TASK INPUTS:
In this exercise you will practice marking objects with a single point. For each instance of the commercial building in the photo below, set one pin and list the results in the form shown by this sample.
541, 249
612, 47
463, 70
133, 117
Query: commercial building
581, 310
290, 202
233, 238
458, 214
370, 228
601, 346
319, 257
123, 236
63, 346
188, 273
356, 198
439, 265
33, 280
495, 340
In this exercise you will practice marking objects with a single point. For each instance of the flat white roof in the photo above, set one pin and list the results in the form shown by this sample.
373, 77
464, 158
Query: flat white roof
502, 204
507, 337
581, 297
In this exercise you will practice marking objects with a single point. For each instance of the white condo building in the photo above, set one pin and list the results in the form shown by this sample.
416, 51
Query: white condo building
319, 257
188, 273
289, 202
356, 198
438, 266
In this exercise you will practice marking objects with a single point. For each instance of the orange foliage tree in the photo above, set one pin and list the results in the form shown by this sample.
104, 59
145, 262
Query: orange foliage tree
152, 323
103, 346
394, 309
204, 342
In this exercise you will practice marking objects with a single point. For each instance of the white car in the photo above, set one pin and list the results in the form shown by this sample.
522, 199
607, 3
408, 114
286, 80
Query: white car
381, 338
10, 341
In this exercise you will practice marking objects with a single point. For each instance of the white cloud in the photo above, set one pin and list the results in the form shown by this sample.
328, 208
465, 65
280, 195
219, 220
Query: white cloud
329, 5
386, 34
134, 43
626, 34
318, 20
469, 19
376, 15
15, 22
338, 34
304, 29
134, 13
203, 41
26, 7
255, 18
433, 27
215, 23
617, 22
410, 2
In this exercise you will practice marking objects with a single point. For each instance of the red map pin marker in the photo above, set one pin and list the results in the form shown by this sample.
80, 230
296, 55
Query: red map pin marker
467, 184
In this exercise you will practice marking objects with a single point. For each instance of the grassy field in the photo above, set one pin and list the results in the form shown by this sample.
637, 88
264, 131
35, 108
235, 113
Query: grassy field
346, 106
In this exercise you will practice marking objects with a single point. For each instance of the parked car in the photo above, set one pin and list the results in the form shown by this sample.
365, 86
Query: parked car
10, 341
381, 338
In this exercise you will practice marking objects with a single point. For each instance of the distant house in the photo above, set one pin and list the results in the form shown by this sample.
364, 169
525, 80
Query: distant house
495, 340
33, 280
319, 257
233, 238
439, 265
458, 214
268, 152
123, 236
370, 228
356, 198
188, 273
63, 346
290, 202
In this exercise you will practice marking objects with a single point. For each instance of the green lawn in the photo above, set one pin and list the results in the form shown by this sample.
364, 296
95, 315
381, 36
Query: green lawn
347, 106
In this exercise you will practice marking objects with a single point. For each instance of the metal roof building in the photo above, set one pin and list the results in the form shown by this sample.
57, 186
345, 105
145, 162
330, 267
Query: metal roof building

EXERCISE:
Across the listing above, how many lines carry "metal"? Give only the number.

PROBLEM SOLUTION:
2